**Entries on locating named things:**
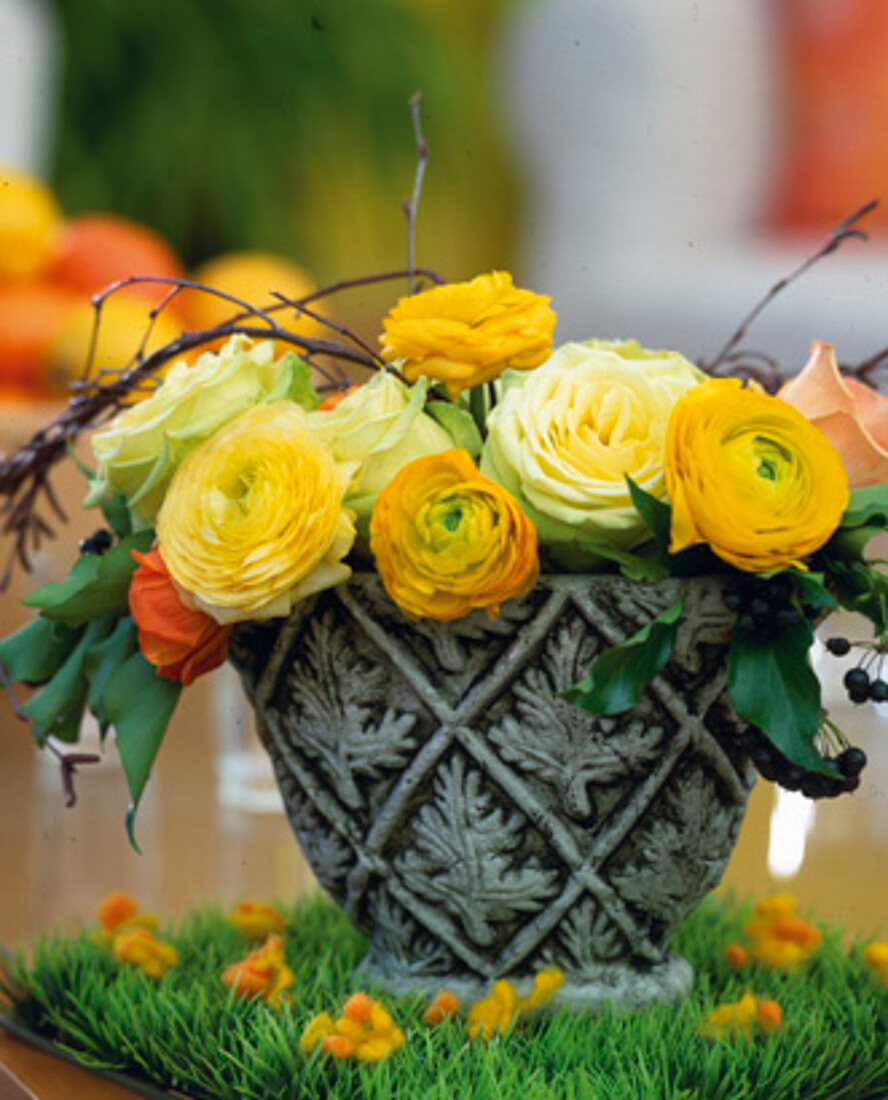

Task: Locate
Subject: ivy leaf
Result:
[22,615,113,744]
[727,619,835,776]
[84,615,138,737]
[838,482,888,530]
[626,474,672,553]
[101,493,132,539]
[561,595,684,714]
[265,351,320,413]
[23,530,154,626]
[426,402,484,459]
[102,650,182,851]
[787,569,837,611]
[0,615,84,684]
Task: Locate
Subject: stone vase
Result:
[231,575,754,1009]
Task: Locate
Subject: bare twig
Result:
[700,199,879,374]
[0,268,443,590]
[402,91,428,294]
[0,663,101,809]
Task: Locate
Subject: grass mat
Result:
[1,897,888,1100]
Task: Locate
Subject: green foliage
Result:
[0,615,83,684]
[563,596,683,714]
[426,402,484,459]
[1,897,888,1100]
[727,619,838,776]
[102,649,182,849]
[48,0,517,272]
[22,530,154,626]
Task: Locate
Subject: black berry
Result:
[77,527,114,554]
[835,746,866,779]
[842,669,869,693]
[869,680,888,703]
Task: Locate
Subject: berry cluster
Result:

**Written instruction:** Identify each line of the records above that contains the word "berry", and copy those lines.

**Correct result:**
Subject: black berry
Subject: berry cluster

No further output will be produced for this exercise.